--- START Selection ---
First off, I'm going to start by saying there is not a one-size fits all answer to design. Different problems require different solutions; however there are design patterns that often may be more maintainable over time than others.
Indeed, a lot of suggestions for design make them better in a team environment -- but good practices are also useful for solo projects as well so that it can be easier to understand and change in the future.
Sometimes the person who needs to understand your code will be you, a year from now -- so keep that in mind😊
I've heard people saying that having protected members kind of breaks the point of encapsulation
Like any tool, it can be misused; but there is nothing about protected access that inherently breaks encapsulation.
What defines the encapsulation of your object is the intended projected API surface area. Sometimes, that protected member is logically part of the surface-area -- and this is perfectly valid.
If misused, protected members can give clients access to mutable members that may break a class's intended invariants -- which would be bad. An example of this would be if you were able to derive a class exposing a rectangle, and were able to set the width/height to a negative value. Functions in the base class, such as compute_area could suddenly yield wrong values -- and cause cascading failures that should otherwise have been guarded against by better encapsulated.
As for the design of your example in question:
Base classes are not necessarily a bad thing, but can easily be overused and can lead to "god" classes that unintentionally expose too much functionality in an effort to share logic. Over time this can become a maintenance burden and just an overall confusing mess.
Your example sounds better suited to composition, with some smaller interfaces:
Things like a point and a vector type would be base-types to produce higher-order compositions like rectangle.
This could then be composed together to create a model which handles general (logical) objects in 2D space that have collision.
intersection/collision logic can be handled from an outside utility class
Rendering can be handled from a renderable interface, where any class that needs to render extends from this interface.
intersection handling logic can be handled by an intersectable interface, which determines behaviors of an object on intersection (this effectively abstracts each of the game objects into raw behaviors)
etc
encapsulation is not a security thing, its a neatness thing (and hence a supportability, readability ..). you have to assume that people deriving classes are basically sensible. They are after all writing programs either of their own using your base classes (so who cares), or they are writing in a team with you
The primary purpose of "encapsulation" in object-oriented programming is to limit direct access to data in order to minimize dependencies, and where dependencies must exist, to express those in terms of functions not data.
--- END Selection ---
--- START Supplied entries ---
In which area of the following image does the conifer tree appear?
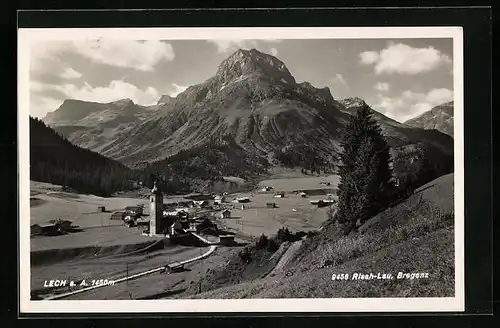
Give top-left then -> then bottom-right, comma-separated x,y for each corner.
334,105 -> 393,233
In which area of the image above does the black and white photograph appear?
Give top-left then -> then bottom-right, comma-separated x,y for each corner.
18,27 -> 464,312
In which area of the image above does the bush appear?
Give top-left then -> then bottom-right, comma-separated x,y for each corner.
276,227 -> 305,244
333,106 -> 394,234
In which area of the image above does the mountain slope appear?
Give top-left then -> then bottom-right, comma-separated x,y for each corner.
30,117 -> 137,196
43,99 -> 159,152
178,174 -> 455,299
405,101 -> 454,137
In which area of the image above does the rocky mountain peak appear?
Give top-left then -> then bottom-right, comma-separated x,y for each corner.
160,95 -> 175,105
216,49 -> 296,85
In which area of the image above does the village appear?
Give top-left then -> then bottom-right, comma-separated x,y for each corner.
31,177 -> 336,244
31,176 -> 336,299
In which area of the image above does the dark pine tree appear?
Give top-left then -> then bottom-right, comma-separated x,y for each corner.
334,106 -> 394,233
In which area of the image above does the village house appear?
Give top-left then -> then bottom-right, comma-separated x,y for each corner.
125,206 -> 143,216
235,197 -> 250,203
219,209 -> 231,219
274,192 -> 285,198
31,223 -> 60,236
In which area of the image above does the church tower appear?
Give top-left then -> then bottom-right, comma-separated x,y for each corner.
149,181 -> 163,236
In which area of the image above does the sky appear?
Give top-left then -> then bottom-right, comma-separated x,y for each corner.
30,38 -> 453,122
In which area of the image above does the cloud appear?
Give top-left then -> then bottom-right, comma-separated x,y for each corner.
207,39 -> 282,54
359,43 -> 451,75
373,88 -> 453,122
30,39 -> 175,71
59,67 -> 82,80
375,82 -> 391,91
169,83 -> 189,97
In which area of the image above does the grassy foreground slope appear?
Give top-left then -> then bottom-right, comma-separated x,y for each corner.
183,174 -> 455,298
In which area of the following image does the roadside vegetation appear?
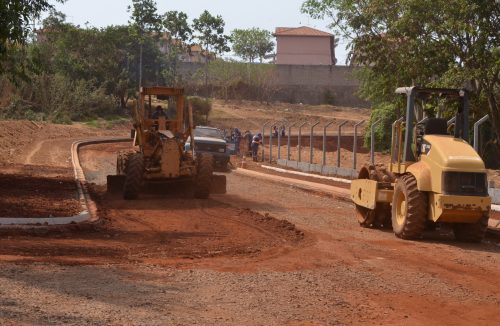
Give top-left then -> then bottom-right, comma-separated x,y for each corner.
302,0 -> 500,165
0,0 -> 273,123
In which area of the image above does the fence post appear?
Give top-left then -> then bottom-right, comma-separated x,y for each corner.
352,120 -> 365,171
278,124 -> 284,160
262,121 -> 272,162
297,121 -> 307,162
286,122 -> 295,161
269,122 -> 274,163
370,119 -> 382,164
474,115 -> 490,153
322,120 -> 335,166
337,120 -> 348,168
309,121 -> 319,164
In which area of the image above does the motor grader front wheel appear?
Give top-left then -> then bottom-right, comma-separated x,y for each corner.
356,164 -> 394,228
392,174 -> 427,240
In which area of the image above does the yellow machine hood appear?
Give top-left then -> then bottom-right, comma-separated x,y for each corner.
421,135 -> 485,172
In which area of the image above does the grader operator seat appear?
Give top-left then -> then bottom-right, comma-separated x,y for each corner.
424,118 -> 448,135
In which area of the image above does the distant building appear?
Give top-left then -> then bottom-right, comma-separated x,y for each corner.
274,26 -> 337,66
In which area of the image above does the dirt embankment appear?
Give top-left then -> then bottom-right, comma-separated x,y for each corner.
0,121 -> 126,217
0,120 -> 127,167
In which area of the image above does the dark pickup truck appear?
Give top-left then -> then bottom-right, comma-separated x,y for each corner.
185,126 -> 230,168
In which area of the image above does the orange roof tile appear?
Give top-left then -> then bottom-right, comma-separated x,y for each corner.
274,26 -> 333,37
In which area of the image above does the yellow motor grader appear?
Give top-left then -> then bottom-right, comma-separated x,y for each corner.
107,86 -> 226,199
351,87 -> 491,242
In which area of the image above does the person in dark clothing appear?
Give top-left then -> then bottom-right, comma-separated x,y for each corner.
152,105 -> 168,120
252,133 -> 262,162
243,130 -> 253,154
273,126 -> 278,137
234,128 -> 241,155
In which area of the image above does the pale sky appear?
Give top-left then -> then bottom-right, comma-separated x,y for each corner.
48,0 -> 346,65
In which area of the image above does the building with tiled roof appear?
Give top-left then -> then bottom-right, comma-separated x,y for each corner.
274,26 -> 337,66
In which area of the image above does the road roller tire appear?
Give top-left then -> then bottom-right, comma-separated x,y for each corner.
356,164 -> 394,228
392,174 -> 427,240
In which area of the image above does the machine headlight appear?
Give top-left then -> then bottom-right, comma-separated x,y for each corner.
443,172 -> 488,196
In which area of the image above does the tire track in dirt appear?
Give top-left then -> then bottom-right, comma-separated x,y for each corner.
24,140 -> 48,165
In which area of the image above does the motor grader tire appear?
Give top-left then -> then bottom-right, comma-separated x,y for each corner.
123,153 -> 144,200
194,154 -> 214,199
356,164 -> 393,228
392,174 -> 427,240
453,212 -> 489,242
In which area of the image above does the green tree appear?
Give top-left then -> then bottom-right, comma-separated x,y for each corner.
163,10 -> 193,42
231,28 -> 274,63
128,0 -> 161,87
302,0 -> 500,150
0,0 -> 64,79
163,11 -> 193,85
193,10 -> 230,59
193,10 -> 230,88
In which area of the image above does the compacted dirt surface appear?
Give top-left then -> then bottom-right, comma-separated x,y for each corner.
0,121 -> 500,325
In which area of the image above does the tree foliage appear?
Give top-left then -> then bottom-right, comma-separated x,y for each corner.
231,27 -> 274,62
302,0 -> 500,155
163,11 -> 193,86
0,0 -> 64,79
128,0 -> 161,38
193,10 -> 230,54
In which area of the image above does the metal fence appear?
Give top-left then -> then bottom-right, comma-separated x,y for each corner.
261,115 -> 489,177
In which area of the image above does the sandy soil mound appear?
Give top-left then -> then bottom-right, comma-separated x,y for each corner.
0,165 -> 82,217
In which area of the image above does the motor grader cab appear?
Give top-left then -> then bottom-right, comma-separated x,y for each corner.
351,87 -> 491,242
108,86 -> 226,199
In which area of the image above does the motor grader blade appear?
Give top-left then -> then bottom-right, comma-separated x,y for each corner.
210,174 -> 226,194
106,175 -> 125,193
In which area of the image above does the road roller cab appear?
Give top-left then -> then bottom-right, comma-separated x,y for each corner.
351,87 -> 491,241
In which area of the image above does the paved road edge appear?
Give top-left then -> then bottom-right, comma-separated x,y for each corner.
0,137 -> 130,228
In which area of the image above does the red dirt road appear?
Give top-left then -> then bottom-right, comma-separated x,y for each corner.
0,126 -> 500,325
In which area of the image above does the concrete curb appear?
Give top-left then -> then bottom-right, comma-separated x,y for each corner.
0,137 -> 130,229
234,166 -> 500,233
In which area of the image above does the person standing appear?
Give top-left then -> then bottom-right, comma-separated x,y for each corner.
243,130 -> 253,155
234,128 -> 241,155
252,133 -> 262,162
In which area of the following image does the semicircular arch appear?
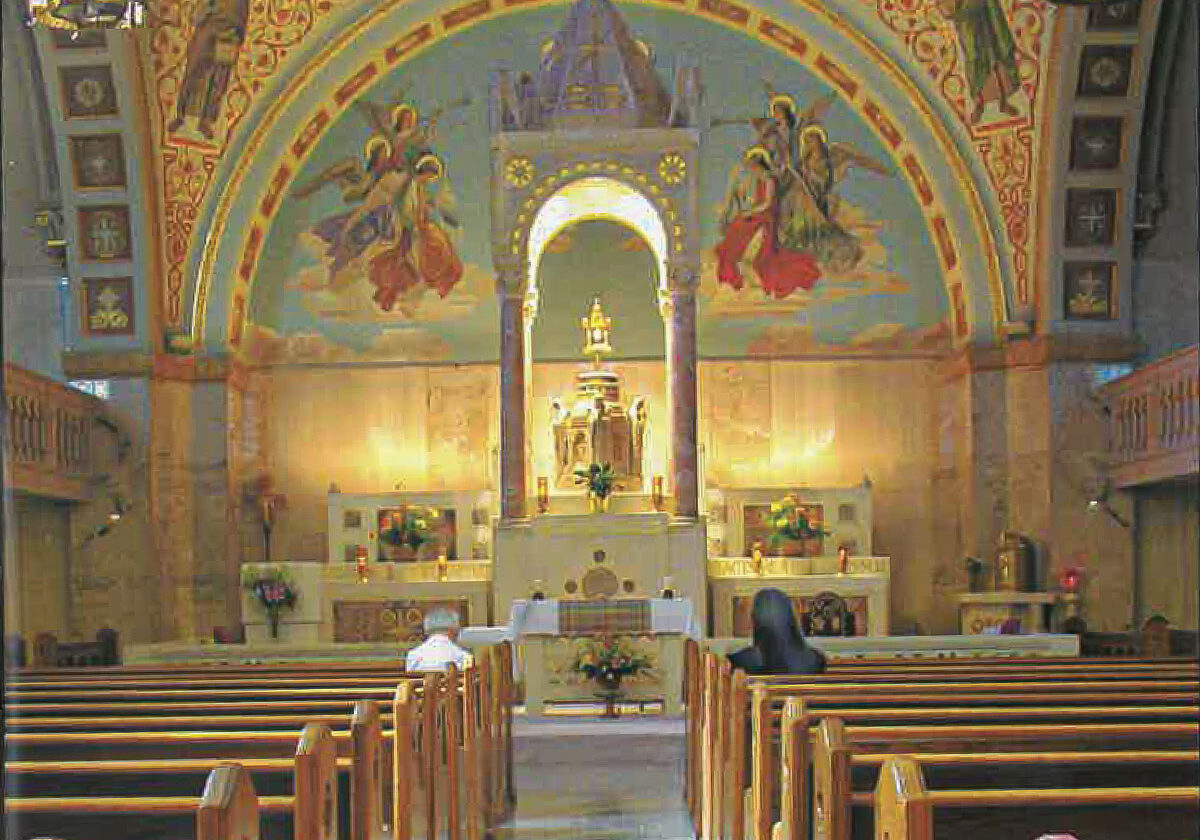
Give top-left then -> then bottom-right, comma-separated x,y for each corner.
--- END Supplied entries ---
== Objectives ==
A. Answer these questions from the thread on encapsulation, one line each:
(i) Which base-class function could start returning wrong values if a derived rectangle's width or height were set negative?
(ii) What kind of classes can overused base classes lead to?
(iii) According to the thread's last paragraph, in what terms should necessary dependencies be expressed?
B. Condense the paragraph of the thread on encapsulation that begins "If misused, protected members" into two sentences, keeping its main facts.
This data has no connection to the thread.

== Solutions below ==
A.
(i) compute_area
(ii) "God" classes that unintentionally expose too much functionality in an effort to share logic
(iii) In terms of functions, not data

B. Misused protected members can give clients access to mutable members that break a class's intended invariants. For example, a derived class exposing a rectangle might set its width or height to a negative value, causing base-class functions like compute_area to return wrong values and triggering cascading failures that better encapsulation would have prevented.